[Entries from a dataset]
------------------------------

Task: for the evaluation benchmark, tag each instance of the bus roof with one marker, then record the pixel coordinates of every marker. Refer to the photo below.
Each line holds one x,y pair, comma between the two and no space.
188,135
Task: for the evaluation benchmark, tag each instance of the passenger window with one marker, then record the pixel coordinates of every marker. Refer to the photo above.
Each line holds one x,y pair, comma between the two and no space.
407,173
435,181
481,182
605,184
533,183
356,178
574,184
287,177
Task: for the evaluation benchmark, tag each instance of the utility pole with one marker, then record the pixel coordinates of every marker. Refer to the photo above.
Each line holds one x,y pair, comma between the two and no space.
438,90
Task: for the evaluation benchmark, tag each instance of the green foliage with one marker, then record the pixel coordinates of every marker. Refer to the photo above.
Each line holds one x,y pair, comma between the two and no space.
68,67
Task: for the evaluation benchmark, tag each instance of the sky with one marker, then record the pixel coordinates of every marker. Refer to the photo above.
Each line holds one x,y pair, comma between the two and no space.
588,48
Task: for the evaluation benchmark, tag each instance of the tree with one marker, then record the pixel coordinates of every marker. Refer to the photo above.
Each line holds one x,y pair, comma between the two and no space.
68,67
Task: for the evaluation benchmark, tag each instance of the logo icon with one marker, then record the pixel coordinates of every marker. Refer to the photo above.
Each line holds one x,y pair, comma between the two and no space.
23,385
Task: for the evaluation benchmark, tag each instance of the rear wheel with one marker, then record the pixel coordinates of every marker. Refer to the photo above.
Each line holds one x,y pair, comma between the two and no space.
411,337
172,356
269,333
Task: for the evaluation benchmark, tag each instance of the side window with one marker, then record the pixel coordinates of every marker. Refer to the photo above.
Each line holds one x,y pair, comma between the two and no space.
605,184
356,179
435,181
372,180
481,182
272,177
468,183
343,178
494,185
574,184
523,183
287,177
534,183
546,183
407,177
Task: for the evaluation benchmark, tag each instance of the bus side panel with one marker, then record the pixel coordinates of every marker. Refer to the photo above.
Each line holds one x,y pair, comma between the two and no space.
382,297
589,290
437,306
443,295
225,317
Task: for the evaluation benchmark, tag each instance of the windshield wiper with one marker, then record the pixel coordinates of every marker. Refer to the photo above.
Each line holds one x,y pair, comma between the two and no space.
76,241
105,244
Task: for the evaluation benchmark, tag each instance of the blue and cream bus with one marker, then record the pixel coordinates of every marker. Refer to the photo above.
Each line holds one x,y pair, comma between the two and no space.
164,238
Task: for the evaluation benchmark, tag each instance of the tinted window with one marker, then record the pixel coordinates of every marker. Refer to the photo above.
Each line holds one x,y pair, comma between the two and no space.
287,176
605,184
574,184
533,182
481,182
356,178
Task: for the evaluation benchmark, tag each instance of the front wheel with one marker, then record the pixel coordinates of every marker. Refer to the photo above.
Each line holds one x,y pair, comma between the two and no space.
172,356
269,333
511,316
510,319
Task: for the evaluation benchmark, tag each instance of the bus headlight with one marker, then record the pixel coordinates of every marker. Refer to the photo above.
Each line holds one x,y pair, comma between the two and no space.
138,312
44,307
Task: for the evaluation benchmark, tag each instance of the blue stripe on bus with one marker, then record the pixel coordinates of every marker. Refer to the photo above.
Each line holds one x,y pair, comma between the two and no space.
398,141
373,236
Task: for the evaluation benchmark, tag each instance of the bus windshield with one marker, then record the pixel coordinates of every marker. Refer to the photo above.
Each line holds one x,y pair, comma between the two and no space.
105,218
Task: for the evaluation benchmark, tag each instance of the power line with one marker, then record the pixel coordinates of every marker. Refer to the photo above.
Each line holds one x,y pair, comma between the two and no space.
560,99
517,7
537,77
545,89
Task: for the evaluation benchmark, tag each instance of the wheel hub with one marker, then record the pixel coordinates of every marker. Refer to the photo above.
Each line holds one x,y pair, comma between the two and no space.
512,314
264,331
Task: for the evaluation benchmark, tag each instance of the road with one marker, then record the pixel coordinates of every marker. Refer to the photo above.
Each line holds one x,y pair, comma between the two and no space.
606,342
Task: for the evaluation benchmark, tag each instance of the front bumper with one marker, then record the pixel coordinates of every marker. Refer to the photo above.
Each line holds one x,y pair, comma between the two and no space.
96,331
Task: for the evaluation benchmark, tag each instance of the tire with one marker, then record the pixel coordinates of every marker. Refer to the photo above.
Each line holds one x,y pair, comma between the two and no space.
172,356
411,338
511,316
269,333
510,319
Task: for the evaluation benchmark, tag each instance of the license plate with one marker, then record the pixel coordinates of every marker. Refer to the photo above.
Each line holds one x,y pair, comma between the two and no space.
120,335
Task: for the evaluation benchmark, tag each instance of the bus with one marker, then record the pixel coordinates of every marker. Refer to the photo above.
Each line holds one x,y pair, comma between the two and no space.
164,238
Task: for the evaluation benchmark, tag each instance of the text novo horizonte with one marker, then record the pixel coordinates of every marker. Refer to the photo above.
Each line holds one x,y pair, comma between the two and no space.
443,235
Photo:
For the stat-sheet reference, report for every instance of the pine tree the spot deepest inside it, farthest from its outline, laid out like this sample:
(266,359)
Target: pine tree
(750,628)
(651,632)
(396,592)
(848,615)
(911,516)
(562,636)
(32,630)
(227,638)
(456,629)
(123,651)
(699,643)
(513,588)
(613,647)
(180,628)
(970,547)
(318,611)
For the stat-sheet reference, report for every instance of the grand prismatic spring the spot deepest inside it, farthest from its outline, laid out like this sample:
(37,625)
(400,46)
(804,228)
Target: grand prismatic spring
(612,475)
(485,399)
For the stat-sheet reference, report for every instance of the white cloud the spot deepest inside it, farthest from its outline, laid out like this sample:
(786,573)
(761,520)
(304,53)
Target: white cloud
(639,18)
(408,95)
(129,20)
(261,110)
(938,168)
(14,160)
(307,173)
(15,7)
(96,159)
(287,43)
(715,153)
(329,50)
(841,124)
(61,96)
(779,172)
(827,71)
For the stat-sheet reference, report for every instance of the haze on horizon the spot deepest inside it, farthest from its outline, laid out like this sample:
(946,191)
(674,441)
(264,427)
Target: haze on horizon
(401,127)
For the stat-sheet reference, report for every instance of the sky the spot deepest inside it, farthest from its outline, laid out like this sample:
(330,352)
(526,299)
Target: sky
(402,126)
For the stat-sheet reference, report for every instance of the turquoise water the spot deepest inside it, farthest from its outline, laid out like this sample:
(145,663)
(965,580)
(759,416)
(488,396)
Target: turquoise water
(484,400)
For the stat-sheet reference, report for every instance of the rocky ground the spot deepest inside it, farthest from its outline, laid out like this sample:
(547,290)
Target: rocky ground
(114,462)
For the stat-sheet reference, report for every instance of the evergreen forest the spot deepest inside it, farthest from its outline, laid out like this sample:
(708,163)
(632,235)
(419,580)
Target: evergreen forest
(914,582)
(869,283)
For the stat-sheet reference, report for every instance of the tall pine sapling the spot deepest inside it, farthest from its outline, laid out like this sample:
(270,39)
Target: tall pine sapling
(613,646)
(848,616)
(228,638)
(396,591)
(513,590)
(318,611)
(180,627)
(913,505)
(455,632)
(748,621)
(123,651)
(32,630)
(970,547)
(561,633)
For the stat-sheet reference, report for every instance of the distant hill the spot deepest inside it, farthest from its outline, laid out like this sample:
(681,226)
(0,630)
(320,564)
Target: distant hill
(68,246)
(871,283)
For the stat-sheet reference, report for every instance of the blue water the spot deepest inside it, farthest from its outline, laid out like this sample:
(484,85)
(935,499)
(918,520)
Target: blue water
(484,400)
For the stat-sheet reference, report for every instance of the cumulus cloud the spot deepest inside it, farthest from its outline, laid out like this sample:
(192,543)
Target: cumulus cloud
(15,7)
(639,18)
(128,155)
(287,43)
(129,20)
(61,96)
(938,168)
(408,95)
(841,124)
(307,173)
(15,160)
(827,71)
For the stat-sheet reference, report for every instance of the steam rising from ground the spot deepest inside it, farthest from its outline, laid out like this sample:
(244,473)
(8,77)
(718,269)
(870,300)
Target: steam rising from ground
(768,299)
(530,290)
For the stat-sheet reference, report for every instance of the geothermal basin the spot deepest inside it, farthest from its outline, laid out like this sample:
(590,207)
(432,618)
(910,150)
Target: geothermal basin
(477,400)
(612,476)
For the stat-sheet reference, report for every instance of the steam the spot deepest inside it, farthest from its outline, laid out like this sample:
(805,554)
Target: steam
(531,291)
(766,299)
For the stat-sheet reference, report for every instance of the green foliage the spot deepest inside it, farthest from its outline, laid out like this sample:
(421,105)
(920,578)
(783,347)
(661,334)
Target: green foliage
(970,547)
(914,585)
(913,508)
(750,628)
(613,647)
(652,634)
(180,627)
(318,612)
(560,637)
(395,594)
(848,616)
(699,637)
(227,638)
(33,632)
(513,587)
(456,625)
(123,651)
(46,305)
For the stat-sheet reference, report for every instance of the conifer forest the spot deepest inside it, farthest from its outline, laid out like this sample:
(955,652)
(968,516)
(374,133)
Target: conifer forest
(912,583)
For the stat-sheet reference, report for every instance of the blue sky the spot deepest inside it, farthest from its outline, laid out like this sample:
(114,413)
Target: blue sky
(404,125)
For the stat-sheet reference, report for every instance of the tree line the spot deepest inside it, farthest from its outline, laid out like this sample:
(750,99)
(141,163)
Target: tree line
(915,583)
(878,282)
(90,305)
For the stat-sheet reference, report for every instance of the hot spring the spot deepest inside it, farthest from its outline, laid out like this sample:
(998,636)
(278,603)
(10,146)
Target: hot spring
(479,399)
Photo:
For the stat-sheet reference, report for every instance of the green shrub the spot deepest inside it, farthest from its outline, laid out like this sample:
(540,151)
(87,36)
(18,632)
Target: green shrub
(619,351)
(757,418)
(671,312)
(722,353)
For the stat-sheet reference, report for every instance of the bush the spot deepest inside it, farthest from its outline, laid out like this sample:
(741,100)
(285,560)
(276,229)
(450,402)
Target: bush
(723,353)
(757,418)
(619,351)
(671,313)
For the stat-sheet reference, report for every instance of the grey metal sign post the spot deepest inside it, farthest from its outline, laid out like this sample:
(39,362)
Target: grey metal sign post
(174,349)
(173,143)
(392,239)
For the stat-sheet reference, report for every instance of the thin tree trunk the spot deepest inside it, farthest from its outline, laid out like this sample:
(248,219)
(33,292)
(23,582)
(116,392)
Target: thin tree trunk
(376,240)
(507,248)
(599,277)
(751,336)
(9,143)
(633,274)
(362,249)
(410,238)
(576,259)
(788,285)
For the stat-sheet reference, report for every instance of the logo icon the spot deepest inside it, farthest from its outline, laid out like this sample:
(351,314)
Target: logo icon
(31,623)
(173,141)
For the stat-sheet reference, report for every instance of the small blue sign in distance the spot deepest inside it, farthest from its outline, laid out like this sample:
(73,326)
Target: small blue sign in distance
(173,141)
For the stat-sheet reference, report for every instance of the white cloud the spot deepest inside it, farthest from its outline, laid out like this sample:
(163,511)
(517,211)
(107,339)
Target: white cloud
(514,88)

------------------------------

Repeat exactly the lines above, starting with the line that contains "logo icon the" and ending with the last line, both included, and nothing else.

Exercise result:
For the stat-sheet reference, report for every instance of the logo icon the spot deepest inside it, farthest from its outline, laid out like this sample:
(351,314)
Target: logo icon
(31,623)
(173,141)
For the stat-sheet reference, report for every instance of the small blue sign in distance the spot deepest inside it, farthest from its outline, laid out like this sample:
(73,326)
Target: small blue sign in distance
(173,141)
For the stat-sheet reference, report for every instance of the white cloud the spot deepest inside it, farthest from its outline, laid out like this sample:
(163,511)
(517,211)
(107,339)
Target: white cloud
(514,88)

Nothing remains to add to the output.